## DATA EXTRACT
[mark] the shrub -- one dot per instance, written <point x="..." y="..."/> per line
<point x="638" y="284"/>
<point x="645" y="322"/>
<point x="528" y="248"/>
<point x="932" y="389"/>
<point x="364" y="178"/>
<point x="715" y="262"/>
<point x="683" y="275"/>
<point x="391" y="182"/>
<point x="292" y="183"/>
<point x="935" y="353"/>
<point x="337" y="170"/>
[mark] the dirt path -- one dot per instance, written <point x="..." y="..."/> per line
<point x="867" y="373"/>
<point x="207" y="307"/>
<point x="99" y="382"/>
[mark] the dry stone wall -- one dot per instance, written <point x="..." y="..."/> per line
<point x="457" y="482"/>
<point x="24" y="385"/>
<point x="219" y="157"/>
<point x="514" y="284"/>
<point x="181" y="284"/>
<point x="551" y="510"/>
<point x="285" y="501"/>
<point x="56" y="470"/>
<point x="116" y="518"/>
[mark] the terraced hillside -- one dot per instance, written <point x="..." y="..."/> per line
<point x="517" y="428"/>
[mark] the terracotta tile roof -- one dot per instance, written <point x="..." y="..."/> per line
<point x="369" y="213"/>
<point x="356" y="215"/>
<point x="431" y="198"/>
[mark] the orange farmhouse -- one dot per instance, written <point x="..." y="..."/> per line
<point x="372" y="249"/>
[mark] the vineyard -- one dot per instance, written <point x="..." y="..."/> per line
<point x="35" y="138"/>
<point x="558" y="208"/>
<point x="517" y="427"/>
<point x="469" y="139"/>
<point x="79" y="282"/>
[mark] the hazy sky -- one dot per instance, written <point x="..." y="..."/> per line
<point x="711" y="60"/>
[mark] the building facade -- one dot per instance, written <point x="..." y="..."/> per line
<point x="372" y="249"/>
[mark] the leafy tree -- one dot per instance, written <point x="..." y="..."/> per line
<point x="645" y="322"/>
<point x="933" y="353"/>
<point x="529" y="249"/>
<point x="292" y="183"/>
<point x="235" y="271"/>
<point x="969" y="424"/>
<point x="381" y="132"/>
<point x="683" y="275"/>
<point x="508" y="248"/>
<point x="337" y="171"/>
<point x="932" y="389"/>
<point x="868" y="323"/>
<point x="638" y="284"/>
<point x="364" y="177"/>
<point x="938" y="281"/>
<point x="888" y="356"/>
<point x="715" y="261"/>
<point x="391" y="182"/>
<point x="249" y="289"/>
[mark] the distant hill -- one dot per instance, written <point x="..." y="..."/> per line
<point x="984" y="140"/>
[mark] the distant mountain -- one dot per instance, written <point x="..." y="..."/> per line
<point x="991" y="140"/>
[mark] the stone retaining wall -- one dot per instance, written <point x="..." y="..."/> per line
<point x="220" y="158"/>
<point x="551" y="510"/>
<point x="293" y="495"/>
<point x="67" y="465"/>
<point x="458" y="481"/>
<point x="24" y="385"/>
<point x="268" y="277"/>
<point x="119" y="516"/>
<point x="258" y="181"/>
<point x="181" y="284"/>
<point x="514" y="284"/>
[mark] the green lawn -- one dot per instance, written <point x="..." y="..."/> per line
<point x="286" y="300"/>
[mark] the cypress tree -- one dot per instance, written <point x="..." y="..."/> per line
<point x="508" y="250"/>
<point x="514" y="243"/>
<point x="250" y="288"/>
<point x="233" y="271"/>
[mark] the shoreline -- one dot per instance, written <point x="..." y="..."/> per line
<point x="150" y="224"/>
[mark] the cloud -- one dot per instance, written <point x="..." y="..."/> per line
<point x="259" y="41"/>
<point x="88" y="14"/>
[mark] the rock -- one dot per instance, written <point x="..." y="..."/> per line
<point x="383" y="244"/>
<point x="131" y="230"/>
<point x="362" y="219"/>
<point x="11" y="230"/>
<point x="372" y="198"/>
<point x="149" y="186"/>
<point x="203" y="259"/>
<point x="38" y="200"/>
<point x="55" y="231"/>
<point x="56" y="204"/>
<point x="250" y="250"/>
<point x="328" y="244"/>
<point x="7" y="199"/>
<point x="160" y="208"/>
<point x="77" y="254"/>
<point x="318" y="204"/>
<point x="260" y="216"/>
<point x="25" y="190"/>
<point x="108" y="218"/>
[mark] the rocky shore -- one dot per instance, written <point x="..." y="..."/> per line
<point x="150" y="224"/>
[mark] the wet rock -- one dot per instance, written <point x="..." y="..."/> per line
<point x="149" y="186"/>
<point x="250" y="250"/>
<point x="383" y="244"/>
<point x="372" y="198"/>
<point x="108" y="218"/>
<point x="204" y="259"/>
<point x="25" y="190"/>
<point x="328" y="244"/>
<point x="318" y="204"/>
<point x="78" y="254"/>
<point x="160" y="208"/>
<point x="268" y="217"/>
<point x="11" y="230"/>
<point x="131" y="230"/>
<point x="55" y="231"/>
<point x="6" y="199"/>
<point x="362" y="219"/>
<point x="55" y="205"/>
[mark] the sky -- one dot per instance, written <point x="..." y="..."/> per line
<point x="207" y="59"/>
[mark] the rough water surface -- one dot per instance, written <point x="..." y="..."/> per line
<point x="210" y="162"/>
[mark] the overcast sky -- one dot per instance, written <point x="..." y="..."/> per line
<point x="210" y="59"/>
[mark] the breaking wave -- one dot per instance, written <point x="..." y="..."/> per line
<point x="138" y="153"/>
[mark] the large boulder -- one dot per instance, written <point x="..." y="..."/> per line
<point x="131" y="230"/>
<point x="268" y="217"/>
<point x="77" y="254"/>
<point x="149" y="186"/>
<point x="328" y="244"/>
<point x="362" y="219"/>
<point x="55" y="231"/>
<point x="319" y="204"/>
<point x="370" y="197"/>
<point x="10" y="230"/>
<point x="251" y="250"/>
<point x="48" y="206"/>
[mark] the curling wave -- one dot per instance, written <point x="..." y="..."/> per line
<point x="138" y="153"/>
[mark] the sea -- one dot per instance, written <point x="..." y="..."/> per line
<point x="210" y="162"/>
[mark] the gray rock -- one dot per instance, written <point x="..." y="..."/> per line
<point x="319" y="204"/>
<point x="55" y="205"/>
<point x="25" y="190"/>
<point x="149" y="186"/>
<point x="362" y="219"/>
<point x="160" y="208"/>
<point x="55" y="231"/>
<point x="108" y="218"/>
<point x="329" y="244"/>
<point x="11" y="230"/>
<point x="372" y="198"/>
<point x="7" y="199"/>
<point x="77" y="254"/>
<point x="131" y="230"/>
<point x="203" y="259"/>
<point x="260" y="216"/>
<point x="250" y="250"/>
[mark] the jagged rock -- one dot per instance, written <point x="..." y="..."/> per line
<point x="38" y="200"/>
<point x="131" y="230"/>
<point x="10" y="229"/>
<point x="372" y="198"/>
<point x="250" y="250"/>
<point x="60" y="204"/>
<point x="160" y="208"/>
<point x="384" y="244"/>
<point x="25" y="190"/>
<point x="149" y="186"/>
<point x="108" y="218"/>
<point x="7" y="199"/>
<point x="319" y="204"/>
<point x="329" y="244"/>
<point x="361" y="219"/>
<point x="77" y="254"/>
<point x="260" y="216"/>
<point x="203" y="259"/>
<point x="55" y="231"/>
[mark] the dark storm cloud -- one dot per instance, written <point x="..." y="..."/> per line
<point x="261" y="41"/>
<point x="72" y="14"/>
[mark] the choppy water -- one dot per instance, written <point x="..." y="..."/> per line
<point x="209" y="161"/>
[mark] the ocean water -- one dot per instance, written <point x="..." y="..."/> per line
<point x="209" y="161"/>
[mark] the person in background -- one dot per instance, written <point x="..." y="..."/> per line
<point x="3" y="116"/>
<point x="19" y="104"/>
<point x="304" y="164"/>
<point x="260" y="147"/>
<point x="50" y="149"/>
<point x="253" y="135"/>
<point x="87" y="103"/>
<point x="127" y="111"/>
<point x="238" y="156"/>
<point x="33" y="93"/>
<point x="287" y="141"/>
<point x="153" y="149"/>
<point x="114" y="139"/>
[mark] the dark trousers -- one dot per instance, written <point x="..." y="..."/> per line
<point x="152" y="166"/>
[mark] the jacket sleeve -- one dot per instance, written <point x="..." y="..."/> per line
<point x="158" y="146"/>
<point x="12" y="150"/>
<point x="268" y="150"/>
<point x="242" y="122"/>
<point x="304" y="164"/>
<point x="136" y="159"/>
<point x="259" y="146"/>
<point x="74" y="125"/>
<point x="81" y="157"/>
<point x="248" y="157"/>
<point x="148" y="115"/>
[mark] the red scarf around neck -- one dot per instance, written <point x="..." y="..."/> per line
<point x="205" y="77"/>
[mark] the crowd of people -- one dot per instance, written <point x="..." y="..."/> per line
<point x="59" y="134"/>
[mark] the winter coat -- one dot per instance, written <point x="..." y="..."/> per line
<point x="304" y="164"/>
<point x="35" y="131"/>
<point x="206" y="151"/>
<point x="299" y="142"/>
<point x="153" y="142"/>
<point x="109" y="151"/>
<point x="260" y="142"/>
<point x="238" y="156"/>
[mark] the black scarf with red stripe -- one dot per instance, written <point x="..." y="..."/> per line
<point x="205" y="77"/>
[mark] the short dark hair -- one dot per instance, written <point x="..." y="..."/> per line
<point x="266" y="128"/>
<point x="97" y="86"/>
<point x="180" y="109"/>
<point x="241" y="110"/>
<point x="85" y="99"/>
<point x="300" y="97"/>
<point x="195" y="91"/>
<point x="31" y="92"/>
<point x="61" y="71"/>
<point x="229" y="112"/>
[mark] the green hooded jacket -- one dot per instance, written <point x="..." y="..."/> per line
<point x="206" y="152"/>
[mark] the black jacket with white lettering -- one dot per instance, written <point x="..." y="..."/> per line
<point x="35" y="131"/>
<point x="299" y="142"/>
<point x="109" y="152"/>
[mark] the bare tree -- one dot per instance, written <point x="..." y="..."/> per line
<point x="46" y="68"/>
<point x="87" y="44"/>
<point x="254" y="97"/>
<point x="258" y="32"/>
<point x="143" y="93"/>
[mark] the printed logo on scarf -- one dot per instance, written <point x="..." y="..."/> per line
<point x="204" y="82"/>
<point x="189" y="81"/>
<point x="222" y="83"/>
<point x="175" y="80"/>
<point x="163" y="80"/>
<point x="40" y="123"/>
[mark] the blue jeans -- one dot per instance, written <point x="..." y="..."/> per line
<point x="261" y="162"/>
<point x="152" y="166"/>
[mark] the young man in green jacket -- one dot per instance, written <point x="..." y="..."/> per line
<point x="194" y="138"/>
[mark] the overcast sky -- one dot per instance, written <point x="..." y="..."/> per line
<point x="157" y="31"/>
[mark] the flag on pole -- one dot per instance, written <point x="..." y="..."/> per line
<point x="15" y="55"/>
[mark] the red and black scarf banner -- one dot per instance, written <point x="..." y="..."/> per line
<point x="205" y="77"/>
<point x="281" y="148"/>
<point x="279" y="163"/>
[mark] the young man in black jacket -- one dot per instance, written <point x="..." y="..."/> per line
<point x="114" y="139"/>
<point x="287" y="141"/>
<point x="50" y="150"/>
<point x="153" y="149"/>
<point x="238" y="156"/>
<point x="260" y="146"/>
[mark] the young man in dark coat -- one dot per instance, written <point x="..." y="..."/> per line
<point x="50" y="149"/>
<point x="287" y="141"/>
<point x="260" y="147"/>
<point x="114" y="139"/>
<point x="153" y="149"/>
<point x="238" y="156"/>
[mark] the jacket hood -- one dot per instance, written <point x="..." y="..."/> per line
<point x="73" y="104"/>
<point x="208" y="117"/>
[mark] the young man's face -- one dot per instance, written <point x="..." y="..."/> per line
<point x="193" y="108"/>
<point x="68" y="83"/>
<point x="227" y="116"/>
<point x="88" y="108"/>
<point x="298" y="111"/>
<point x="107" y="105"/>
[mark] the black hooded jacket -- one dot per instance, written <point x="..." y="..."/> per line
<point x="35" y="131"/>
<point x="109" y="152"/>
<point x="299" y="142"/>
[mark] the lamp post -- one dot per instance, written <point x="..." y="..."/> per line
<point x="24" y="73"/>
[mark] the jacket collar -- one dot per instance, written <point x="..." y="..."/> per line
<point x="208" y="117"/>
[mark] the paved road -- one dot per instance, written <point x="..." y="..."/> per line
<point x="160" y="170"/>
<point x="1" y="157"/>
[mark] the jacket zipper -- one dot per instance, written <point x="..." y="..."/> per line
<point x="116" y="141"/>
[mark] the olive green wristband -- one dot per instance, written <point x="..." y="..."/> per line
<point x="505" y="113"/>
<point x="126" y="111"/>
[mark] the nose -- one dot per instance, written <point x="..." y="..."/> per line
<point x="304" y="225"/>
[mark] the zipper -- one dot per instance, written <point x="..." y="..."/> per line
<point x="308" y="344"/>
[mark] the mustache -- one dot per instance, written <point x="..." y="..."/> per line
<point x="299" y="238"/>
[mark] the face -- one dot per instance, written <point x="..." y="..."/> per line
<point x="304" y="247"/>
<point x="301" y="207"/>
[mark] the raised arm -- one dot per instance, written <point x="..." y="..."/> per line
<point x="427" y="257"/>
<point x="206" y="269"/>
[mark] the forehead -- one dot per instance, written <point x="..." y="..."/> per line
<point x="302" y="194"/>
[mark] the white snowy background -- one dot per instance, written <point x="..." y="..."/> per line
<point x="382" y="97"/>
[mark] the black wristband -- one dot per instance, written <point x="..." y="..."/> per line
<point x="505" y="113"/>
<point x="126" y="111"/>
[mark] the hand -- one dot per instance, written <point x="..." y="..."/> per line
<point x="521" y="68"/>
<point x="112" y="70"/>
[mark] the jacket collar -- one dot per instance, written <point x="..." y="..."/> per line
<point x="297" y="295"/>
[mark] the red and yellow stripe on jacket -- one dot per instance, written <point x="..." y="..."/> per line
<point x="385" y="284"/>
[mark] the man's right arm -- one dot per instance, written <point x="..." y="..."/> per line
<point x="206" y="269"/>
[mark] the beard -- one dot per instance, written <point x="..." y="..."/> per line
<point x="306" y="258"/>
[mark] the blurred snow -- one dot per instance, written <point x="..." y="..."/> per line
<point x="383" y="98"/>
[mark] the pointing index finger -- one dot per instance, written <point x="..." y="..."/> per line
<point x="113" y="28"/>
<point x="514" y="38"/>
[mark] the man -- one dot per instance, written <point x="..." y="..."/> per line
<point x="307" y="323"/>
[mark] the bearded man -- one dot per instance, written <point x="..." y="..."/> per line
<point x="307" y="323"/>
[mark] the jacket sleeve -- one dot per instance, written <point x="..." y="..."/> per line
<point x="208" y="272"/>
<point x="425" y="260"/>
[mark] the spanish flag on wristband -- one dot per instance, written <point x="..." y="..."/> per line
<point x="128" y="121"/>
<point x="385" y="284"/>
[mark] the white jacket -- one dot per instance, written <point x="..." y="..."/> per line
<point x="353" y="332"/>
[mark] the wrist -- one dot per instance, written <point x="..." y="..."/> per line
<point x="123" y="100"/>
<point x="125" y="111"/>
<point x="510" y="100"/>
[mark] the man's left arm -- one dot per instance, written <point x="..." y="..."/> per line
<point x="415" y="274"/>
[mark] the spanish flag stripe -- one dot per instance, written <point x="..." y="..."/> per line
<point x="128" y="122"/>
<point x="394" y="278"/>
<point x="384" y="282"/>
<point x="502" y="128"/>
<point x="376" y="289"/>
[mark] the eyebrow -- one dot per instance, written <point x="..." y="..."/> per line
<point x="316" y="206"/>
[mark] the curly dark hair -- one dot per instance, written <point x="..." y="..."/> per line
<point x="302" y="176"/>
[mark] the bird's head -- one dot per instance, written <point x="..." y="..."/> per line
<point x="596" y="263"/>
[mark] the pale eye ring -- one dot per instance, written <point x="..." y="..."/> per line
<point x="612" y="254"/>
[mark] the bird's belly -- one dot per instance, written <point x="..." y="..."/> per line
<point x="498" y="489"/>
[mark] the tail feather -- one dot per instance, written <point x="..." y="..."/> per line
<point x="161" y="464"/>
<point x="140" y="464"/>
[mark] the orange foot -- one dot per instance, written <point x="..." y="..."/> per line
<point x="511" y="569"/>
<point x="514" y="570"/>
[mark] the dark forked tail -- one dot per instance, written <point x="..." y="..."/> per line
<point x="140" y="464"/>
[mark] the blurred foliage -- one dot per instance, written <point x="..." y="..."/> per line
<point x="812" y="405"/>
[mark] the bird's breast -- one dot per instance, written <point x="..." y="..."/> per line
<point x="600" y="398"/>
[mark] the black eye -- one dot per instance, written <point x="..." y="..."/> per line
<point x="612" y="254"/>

## GIVEN TASK
Write the lines out exactly, from the one with "[mark] the bird's head" down to the last line of the listing, and leave out all others.

## ANSWER BELOW
[mark] the bird's head -- one dot per instance, written <point x="..." y="..."/> per line
<point x="596" y="263"/>
[mark] the pale eye ring -- one dot per instance, written <point x="..." y="..."/> per line
<point x="612" y="254"/>
[mark] the bird's belly -- one dot per instance, written <point x="..." y="..."/> per line
<point x="498" y="489"/>
[mark] the tail feather -- one dot per instance, written <point x="..." y="..."/> per line
<point x="161" y="464"/>
<point x="140" y="464"/>
[mark] the orange foot -- one dot per instance, written <point x="..." y="..."/> per line
<point x="511" y="569"/>
<point x="514" y="570"/>
[mark] the dark forked tail -- one dot per instance, written <point x="..." y="..."/> per line
<point x="140" y="464"/>
[mark] the blurred foliage -- one dot per instance, written <point x="..." y="..."/> per line
<point x="812" y="405"/>
[mark] the bird's breast -- one dot per instance, written <point x="..." y="..."/> per line
<point x="600" y="398"/>
[mark] the black eye -- one dot per instance, written <point x="..." y="..."/> per line
<point x="612" y="254"/>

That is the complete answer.